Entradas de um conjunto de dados
====================

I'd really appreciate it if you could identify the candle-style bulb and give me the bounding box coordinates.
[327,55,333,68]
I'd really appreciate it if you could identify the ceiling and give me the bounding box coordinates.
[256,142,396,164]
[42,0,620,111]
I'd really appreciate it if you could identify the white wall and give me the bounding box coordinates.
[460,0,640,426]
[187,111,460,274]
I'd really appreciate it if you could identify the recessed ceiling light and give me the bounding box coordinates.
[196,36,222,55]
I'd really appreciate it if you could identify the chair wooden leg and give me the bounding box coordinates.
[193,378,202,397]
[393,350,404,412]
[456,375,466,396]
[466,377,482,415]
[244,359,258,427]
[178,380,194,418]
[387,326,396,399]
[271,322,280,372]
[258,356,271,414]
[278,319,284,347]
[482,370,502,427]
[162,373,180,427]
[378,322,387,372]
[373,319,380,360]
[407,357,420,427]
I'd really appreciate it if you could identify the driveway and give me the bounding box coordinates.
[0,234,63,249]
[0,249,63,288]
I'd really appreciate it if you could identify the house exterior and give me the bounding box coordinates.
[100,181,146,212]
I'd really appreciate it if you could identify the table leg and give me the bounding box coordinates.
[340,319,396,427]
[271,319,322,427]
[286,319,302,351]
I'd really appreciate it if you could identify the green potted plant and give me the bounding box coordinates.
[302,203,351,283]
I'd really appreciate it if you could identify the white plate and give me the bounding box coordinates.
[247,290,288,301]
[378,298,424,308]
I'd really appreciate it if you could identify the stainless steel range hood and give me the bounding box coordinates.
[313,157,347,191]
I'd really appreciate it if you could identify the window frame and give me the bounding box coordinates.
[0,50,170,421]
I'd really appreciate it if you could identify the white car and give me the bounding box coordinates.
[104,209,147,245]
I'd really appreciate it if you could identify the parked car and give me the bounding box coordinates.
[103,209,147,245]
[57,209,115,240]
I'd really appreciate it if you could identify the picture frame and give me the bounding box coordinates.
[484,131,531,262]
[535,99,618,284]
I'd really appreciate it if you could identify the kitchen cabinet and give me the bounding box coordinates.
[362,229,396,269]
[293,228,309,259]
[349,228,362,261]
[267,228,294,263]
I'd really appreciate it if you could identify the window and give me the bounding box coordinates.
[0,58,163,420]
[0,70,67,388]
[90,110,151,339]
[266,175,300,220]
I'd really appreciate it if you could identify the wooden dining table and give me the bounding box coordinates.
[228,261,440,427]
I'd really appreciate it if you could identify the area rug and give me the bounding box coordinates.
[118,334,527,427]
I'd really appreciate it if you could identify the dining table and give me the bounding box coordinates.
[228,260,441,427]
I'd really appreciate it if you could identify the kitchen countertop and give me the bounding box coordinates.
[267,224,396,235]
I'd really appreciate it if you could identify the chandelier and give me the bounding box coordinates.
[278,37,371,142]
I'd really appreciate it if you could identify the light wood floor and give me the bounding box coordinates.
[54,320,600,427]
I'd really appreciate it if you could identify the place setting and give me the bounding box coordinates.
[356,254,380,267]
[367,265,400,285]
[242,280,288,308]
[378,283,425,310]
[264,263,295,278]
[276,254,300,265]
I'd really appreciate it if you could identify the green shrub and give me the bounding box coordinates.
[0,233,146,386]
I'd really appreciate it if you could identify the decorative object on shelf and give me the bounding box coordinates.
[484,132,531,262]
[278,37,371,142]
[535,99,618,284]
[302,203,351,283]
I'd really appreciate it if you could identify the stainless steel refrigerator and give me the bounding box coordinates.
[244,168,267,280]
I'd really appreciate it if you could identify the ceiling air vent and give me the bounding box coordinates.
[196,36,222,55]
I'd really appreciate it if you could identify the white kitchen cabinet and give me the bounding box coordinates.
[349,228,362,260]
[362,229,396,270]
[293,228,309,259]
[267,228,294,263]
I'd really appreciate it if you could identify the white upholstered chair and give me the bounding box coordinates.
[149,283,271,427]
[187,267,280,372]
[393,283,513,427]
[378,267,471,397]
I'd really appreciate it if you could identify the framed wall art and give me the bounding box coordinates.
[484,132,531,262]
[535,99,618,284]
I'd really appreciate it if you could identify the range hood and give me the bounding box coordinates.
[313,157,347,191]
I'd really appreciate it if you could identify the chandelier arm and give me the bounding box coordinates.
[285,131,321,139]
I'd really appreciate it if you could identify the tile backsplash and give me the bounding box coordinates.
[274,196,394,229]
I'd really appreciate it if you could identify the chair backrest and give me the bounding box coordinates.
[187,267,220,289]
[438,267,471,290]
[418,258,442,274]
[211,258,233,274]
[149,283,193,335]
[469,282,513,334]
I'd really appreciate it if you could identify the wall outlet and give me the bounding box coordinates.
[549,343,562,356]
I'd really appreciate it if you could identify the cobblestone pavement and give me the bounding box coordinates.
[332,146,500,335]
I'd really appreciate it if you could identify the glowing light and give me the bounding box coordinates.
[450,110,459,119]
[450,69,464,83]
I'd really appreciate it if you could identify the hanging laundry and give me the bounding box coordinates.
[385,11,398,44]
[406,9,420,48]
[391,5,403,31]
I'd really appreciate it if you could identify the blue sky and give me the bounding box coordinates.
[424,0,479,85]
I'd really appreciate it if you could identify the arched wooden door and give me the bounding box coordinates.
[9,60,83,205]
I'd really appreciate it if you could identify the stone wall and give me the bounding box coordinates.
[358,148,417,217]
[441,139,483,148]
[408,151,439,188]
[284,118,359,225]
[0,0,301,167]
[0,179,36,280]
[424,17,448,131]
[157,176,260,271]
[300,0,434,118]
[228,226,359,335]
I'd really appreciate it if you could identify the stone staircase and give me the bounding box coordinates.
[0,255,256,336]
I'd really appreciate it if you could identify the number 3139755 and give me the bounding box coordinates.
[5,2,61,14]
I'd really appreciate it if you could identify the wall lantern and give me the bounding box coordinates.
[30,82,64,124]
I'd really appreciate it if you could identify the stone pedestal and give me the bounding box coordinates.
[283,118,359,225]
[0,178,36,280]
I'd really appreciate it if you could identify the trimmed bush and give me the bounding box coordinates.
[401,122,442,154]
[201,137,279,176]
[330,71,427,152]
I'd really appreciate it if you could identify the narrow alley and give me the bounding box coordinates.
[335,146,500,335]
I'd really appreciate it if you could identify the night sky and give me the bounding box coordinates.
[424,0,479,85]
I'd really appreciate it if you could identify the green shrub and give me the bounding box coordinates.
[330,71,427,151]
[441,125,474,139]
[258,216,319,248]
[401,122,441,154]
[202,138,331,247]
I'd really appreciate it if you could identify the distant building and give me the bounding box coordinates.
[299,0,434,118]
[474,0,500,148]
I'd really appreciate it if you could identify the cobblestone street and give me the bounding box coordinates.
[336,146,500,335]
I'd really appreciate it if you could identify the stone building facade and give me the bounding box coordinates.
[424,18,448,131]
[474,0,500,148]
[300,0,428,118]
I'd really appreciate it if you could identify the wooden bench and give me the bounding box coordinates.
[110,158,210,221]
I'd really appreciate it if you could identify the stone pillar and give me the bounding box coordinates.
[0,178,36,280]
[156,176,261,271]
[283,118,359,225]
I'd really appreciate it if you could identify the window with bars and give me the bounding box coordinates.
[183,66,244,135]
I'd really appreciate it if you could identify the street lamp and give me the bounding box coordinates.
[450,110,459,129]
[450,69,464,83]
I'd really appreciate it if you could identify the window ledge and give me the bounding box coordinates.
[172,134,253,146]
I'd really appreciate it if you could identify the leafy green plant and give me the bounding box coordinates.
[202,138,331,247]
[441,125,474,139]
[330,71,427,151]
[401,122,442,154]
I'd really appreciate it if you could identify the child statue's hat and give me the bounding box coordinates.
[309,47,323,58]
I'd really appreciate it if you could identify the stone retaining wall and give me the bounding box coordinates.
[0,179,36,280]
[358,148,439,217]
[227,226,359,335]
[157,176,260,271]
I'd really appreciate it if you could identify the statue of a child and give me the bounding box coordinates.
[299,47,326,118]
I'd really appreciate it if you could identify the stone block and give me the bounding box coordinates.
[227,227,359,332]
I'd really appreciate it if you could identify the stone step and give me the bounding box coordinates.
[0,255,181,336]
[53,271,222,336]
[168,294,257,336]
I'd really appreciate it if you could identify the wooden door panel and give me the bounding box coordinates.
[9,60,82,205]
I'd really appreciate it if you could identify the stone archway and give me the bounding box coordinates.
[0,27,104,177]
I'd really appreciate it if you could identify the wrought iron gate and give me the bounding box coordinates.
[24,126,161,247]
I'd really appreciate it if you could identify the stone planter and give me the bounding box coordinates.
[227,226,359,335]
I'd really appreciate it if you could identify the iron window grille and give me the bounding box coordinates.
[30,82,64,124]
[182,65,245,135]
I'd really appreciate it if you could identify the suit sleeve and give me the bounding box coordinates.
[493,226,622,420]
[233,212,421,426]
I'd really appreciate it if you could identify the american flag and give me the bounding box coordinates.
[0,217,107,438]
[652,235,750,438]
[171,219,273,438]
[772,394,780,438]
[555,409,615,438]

====================

▶ Tarefa
Por favor, selecione e copie cada linha do material acima que contenha a palavra "chandelier", levando em conta maiúsculas e minúsculas.

▶ Resposta escrita
I'd really appreciate it if you could identify the chandelier and give me the bounding box coordinates.
I'd really appreciate it if you could identify the chandelier arm and give me the bounding box coordinates.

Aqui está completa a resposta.